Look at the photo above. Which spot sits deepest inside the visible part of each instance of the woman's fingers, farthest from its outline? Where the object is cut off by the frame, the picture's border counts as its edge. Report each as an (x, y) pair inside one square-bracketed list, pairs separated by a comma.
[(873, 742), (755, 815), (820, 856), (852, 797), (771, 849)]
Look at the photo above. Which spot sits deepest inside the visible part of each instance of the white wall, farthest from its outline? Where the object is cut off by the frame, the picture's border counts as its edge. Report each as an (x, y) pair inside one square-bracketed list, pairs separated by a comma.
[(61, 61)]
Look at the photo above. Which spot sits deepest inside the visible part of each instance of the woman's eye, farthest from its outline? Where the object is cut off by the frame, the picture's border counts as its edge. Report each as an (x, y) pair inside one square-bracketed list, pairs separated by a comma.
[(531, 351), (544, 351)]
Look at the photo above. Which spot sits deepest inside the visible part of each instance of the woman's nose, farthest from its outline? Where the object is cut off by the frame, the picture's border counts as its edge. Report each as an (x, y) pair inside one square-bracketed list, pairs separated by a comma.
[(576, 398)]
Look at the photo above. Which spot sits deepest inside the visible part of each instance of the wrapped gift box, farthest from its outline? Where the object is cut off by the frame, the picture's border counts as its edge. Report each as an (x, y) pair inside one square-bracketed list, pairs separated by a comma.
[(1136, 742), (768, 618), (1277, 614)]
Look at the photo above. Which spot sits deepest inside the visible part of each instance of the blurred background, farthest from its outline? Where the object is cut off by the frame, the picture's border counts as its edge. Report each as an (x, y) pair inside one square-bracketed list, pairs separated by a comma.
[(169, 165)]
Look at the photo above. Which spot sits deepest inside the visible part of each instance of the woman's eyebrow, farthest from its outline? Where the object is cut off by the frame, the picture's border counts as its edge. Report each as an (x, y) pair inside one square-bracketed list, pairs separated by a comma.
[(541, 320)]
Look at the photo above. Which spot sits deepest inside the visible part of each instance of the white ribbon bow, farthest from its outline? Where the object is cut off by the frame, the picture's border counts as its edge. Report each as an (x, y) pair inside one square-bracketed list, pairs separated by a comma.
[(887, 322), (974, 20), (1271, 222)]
★ ★ ★ ★ ★ ★ ★
EXERCISE DESCRIPTION: Transcribe every record above exactly as it appears.

ANSWER TO THIS TASK:
Look at the photo above. Which spot sits deepest inside the visible part of each instance of the woman's fingers, farthest from its outline? Where the object is cut off by the frame, the picture's border counts as its edge. Report each as an (x, y) pair inside one square-bracketed list, pairs separated by a comma.
[(873, 742), (755, 815), (820, 856), (852, 797), (771, 849)]
Look at the photo above. Which spot sits deepest inside the visible part of each instance of the white wall, farthest from its outline? Where the object is cut off by the frame, the picture's border counts as its edge. Report each as an (x, y) pair inside one square-bracketed list, pairs separated by a comma.
[(61, 61)]
Look at the photo above. Which spot sits deepest inside the visible part of each instance of the woman's eye, farthest from its outline? Where the object is cut off by the frame, the picture's border counts as its edge. Report each as an (x, y) pair inside one square-bracketed list, pairs separated by a comma.
[(531, 351), (544, 351)]
Look at the photo above. Which spot sits deepest inside the visible part of each instance of the woman's nose, farthest from its outline? Where the object is cut off by the frame, the picture's border counts as its edge. Report each as an (x, y) pair inside one square-bracketed list, pairs separated by a comma.
[(576, 398)]
Look at the photo above. Which spot sits deepest inside the visible part of each instance of the wrapped gift box, farthest from its outline? Where the object is cut off by the frame, the picture's border counts as its edge. Report each as an (x, y) pair inside one square-bracketed list, pairs separated by a comma.
[(1136, 742), (768, 618), (1277, 614)]
Look at the photo above. Which spot sits deepest inside the visible part of each instance of the blurred background, farthest from its outline? Where the object is cut off by the frame, the picture's border counts as its edge. Report each as an (x, y) pair inside one square-bracketed list, pairs separated by a comma.
[(169, 165)]
Look at the photo above. Which spot sits deepest inside the visible part of each instance of the woman's eyebrow, farthest from its outline? Where the object is cut off by the frame, the picture's border counts as its edge. Report each as an (x, y) pair inside one square-bracketed list, pairs separated by a comma.
[(541, 320)]
Look at the photo above. Which spot sits deepest inside the visible part of each instance of the white ribbon bow, farthest from its outline? Where the object is cut off by the frame, the picture's border counts as its edge. Report each as an (x, y) pair inside one square-bracketed list, pairs separated by a comma.
[(887, 322), (974, 20), (1271, 222)]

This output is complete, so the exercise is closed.